» **Job**
Pick up the news article below on Mr. Rajaratnam's insider-trading sentence after its last sentence and keep writing it.

--- Document extract ---

Mr. Rajaratnam showed no emotion as Judge Richard J. Holwell read his sentence in a packed courtroom. The 54-year-old Sri Lankan native, who has not spoken publicly since his Oct. 2009 arrest and declined to testify at his trial, did not speak at the sentencing. His wife, absent from the trial, sat stoically in the spectators’ gallery during the hour-long proceeding.
At 11 years, the sentence lacks the symbolic heft of the range of 19 to 24 years that the government had sought under federal sentencing guidelines. At Thursday’s hearing, Reed Brodsky, a federal prosecutor, said that Mr. Rajaratnam deserved an outsized penalty because his crimes were “brazen, pervasive and egregious” and “there is no one who is Mr. Rajaratnam’s equal in terms of the the breadth and scope of his insider-trading crimes.”
In imposing his sentence, Judge Holwell cited a number of mitigating factors that he said caused him to hand down a term that was substantially lower than the non-binding federal guidelines. He noted that Mr. Rajaratnam’s “good works figure into the equation,” citing his financial help for victims of the tsunami in Sri Lanka, the earthquakes in Pakistan and the Sept. 11 attacks.
Judge Holwell also disclosed that Mr. Rajaratnam has advanced diabetes that is leading to kidney failure, and said that prison “is a more intense experience for people with serious health conditions.”
“Some form of forbearance, however constrained by circumstance, is fundamental to our system of justice and appropriate her.” the judge said.
Nevertheless, Mr. Rajaratnam’s historic prison sentence continues a trend of ever-stiffer penalties against white-collar criminals. Legal experts say that the increased prison terms are in part a result of federal sentencing guidelines, passed in 1987, which link the length of a sentence to the dollar amount involved in the fraud.
Historically, judges showed leniency when penalizing corporate criminals because they were not seen as a threat to society and they empathized with people who often came from similar stations as themselves. But gone, for the most part, are the days of slap-on-the-wrist sentences and “country club” prisons where white-collar defendants would serve short stints in relatively comfortable quarters.
Corporate wrongdoers have received record-long sentences in recent years. Bernard L. Madoff is serving 150 years for cheating investors in an epic Ponzi scheme. Lee B. Farkas, a former mortgage company executive, received 30 years for his role in a $2.9 billion bank-fraud scheme. Last month, Adley H. Abdulwahab, who was convicted of participating in a $100 million fraud scheme that preyed on retirees, was sentenced to 60 years in prison.
On the insider-trading front, judges’ penalties have also been severe.
Zvi Goffer, a former trader at Galleon, received a 10-year prison term, matching the longest sentence to date for insider trading. The average sentence of the 13 other defendants connected to Mr.
Rajaratnam’s case has been about three years.

--- Listing ---

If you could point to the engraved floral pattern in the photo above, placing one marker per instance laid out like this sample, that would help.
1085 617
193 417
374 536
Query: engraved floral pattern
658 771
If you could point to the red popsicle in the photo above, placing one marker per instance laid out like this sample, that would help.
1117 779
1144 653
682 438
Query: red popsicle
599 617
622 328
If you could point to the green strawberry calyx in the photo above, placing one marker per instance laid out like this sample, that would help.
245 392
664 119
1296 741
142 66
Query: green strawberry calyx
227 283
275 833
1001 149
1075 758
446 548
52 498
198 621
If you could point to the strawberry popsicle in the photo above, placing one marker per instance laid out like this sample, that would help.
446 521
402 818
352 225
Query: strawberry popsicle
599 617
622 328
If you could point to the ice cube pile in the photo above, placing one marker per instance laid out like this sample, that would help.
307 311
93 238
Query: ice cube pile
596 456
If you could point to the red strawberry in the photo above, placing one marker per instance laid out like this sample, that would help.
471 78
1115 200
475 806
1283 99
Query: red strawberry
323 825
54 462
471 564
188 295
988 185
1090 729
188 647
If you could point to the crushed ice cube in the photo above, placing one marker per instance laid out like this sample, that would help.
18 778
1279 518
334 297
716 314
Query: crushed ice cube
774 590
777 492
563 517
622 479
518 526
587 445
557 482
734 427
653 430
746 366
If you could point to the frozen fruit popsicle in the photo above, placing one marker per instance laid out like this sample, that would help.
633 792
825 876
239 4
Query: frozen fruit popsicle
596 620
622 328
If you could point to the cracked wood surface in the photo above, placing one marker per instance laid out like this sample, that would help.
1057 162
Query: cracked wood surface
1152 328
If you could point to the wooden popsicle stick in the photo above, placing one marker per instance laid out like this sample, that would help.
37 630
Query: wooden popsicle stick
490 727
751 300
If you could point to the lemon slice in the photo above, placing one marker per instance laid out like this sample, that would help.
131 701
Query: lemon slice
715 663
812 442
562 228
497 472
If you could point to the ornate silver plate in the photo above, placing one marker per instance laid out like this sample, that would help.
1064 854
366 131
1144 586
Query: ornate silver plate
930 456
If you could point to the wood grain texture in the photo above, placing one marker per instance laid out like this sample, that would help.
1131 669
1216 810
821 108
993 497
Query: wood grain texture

---

» **Output for this task**
Legal experts say that because prison terms across all federal crimes have substantially increased over the past two decades, it stands to reason that the length of sentences for executives on Wall Street and in corporate American would also grow.
“Often the question is raised, ‘Why shouldn’t crime in the suites be punished as severely as crimes on the streets?’” said Douglas A.
Berman, a law professor at The Ohio State University who teaches sentencing law and policy. “While that sounds like a sound bite, it’s an important question.”
It is a question that played a crucial role in the debate over the appropriate prison term for Mr. Rajaratnam. John C. Dowd, Mr.
Rajaratnam’s lawyer, had asked the judge to impose a sentence closer to six to eight years, calling the government’s request “grotesquely severe.” In arguing for a lesser term, Mr. Dowd noted that a stiff penalty for Mr. Rajaratnam would be on par with the average sentences for violent crimes like kidnapping and sexual abuse.
Advocates of more lenient insider-trading sentences also say that the crime does not have any real identifiable victims, whereas other white-collar crimes such as Ponzi schemes or corporate accounting frauds destroy lives and livelihoods.
Preet S. Bharara, the United States attorney in Manhattan who spearheaded the government’s crackdown on insider trading, disagrees with that view. His office, working in many cases with the Securities and Exchange Commission, has charged 54 people with insider trading crimes during the past two years. Fifty of those individuals have pleaded guilty or been convicted by a jury.
In a series of public speeches, Mr. Bharara has described the illegal exchange of secret information on Wall Street trading floors as “rampant.” He echoed that view in a talk last week at the Wharton School of the University of Pennsylvania, the elite business school from which Mr. Rajaratnam graduated in 1983.
“We’re talking about people, in some instances, who are basically creating a business model for a stable of insider sources,” he said.
“That has been distressing.”
Mr. Bharara also noted the deterrent effect of harsh insider-trading sentences, which are designed to “convince rational business people that the risk is not worth it.”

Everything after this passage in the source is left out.